**WHAT TO PRODUCE**
Lines before the one containing "Note: the class marks the chandelier" are excluded; print that line and every line after it through the end of the material below, exactly.

**TASK DATA**

==========

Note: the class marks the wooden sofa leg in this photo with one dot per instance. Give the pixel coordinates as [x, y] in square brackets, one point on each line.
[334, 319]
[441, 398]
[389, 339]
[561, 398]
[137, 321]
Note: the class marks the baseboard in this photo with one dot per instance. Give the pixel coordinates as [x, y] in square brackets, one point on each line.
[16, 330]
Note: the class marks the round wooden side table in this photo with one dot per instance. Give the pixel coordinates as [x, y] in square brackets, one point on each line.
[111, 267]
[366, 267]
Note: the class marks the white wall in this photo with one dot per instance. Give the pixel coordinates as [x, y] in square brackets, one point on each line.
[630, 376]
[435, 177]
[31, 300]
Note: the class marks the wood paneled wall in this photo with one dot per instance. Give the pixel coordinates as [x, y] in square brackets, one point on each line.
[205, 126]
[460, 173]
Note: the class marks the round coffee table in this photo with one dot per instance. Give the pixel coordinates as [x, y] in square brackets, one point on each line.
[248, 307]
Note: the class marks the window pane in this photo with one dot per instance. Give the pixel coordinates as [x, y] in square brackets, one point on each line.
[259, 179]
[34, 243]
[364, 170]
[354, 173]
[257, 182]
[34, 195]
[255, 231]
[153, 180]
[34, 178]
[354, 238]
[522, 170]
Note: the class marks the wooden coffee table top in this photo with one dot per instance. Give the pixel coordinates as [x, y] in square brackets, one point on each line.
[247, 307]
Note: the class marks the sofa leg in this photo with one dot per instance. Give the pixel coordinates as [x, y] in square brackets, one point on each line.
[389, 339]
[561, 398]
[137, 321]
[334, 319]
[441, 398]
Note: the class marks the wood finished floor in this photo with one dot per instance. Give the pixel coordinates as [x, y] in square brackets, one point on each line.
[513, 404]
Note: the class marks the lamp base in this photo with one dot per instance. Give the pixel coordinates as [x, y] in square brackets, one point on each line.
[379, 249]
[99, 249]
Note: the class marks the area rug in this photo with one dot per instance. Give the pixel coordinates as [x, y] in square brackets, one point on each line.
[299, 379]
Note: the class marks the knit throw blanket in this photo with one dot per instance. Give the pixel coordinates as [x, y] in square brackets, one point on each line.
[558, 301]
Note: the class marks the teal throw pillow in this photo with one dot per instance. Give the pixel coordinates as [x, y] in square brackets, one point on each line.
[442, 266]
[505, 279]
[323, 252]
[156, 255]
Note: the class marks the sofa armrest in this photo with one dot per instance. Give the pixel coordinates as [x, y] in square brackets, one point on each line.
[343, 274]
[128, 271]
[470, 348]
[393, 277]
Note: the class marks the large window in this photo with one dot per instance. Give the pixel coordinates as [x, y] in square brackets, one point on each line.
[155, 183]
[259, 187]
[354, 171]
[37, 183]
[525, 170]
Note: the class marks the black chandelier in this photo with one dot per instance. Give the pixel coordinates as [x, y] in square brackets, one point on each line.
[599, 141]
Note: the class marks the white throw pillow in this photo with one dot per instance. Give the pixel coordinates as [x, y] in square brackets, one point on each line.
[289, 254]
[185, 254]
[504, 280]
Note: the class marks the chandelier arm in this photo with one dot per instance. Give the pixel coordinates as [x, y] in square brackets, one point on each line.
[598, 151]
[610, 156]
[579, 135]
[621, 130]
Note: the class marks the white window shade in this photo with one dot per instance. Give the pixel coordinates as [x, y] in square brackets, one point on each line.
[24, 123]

==========

**RESPONSE**
Note: the class marks the chandelier arm in this photo with one dot per instance. Give the pixel coordinates as [x, y] in square brackets, one point on each line.
[598, 151]
[610, 156]
[579, 135]
[621, 130]
Note: the class marks the white window shade in this photo with one dot per instance. Give the pixel coordinates as [x, y] in square brackets, one point on each line.
[24, 123]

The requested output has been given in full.